#### What the exercise asks:
Arrange the records from the line containing "Find the column" through the end of the records as a two-column CSV with the headers input and output. Give one row per record, with its text and its answer each in a single quoted field and line breaks replaced by spaces, and leave the pictures out.

#### Task data:

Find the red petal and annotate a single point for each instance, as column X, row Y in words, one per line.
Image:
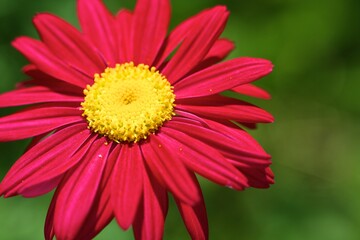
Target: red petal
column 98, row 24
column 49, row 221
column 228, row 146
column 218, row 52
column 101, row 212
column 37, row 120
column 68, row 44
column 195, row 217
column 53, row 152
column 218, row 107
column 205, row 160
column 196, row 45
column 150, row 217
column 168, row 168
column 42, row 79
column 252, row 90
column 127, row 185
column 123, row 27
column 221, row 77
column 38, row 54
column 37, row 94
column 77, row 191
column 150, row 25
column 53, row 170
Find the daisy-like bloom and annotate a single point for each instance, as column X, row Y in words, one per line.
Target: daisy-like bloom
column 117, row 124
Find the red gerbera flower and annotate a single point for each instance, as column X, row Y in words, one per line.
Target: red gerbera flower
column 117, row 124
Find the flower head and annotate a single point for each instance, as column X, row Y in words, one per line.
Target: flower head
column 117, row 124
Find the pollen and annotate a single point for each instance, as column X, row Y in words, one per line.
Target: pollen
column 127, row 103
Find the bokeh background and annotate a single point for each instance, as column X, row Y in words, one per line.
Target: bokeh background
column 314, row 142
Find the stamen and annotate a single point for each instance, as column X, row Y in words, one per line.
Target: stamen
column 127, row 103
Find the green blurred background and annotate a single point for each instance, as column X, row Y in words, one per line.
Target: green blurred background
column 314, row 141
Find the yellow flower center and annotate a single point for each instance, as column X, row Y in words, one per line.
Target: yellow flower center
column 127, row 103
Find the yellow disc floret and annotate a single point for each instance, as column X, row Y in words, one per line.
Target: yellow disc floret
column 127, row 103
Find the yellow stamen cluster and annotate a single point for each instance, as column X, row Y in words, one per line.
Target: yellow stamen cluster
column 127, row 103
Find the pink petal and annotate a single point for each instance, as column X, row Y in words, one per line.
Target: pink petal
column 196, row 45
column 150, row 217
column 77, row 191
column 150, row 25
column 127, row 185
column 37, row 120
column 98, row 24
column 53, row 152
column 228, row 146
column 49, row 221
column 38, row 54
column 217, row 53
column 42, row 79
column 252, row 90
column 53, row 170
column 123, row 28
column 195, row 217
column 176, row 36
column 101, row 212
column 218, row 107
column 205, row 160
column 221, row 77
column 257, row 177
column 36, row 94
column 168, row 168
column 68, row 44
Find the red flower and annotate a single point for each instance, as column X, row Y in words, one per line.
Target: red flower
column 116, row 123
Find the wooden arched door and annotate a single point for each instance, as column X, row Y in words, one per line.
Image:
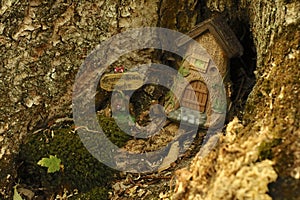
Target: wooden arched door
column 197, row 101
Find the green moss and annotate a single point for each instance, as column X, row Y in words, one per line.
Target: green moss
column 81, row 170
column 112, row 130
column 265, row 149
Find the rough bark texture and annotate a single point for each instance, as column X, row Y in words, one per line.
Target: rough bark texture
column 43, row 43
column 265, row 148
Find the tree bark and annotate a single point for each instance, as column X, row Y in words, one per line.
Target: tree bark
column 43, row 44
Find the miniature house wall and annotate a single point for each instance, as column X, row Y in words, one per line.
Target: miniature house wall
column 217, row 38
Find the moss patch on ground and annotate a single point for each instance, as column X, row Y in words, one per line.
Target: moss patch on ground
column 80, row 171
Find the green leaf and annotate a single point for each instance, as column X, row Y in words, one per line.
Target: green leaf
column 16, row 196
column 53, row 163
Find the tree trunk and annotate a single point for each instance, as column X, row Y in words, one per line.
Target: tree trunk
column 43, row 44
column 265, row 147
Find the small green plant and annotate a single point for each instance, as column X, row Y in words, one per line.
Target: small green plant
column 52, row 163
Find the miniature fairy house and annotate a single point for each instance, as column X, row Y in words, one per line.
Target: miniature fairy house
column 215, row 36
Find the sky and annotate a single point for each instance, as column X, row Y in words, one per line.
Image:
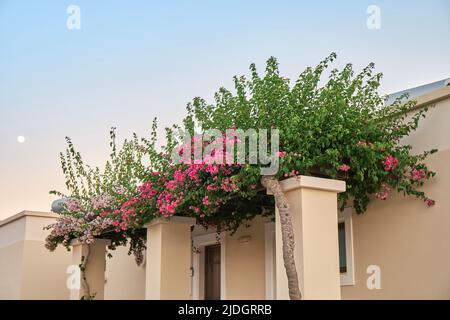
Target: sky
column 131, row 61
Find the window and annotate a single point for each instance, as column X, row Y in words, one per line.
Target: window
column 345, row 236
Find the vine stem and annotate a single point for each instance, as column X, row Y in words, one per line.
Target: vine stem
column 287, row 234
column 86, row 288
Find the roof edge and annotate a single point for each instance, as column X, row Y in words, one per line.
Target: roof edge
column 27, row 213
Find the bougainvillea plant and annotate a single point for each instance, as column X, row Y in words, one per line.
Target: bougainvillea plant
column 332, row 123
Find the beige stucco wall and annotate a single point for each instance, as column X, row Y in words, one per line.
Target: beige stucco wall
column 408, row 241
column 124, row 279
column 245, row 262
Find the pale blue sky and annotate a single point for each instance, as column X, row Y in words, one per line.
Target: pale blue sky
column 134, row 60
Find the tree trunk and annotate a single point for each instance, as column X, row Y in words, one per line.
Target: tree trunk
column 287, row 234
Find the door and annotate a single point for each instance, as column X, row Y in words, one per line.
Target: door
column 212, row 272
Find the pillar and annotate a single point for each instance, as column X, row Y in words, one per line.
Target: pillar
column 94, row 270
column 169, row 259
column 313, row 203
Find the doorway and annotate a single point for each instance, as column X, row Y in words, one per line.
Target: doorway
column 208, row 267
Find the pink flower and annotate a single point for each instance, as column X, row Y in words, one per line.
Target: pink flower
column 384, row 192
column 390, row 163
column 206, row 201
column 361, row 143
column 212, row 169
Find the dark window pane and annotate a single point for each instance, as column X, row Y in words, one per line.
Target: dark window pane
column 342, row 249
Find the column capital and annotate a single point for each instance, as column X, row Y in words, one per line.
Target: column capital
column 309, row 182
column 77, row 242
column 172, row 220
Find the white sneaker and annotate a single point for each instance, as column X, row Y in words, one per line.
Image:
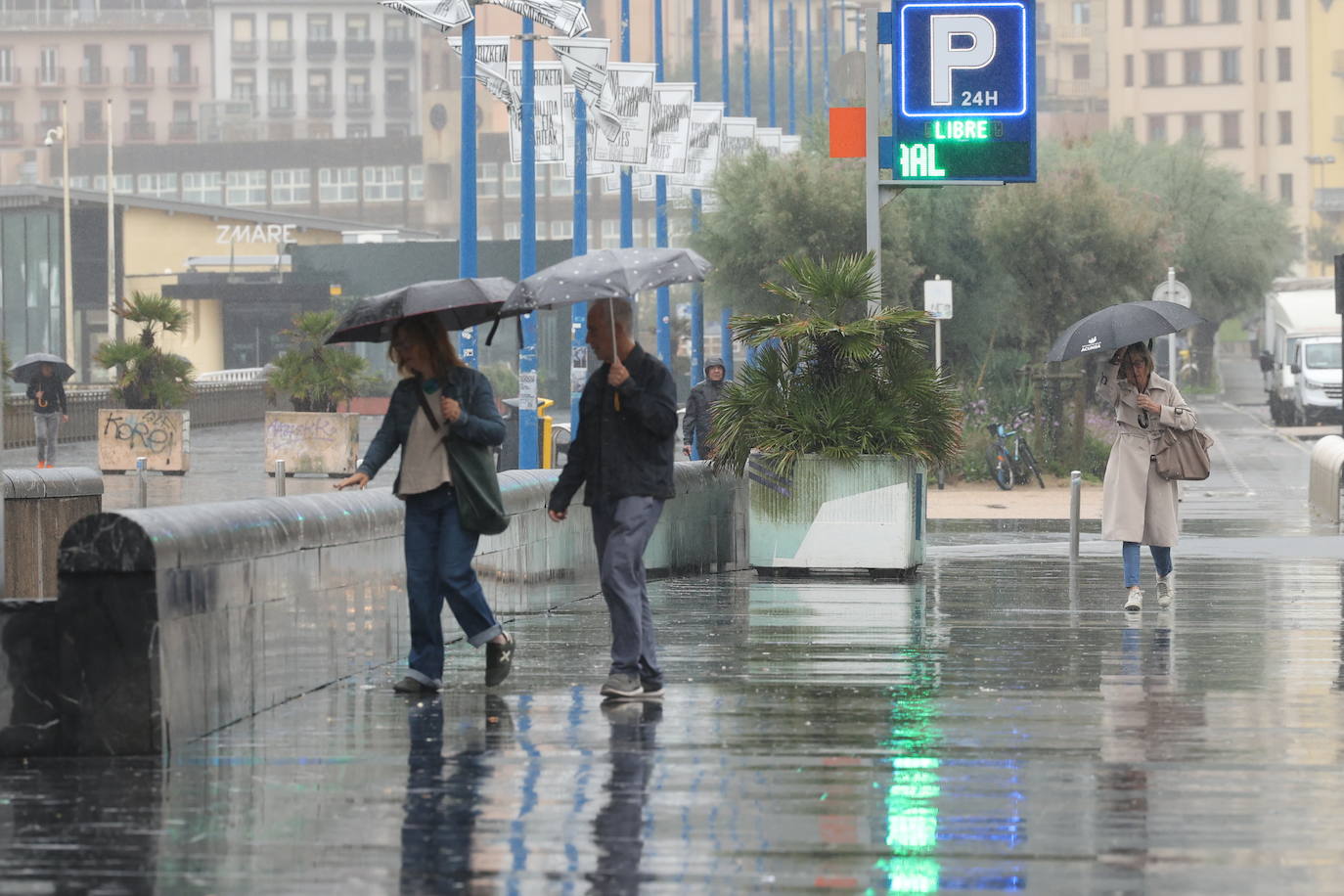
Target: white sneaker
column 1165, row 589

#### Answer in full:
input,output
"Find the column capital and annotate a single point for each instance, as column X, row Y in words, one per line. Target: column capital","column 309, row 182 column 77, row 242 column 172, row 220"
"Find the white sneaker and annotate a single point for each instance, as column X, row Y in words, one per line. Image: Target: white sneaker","column 1165, row 589"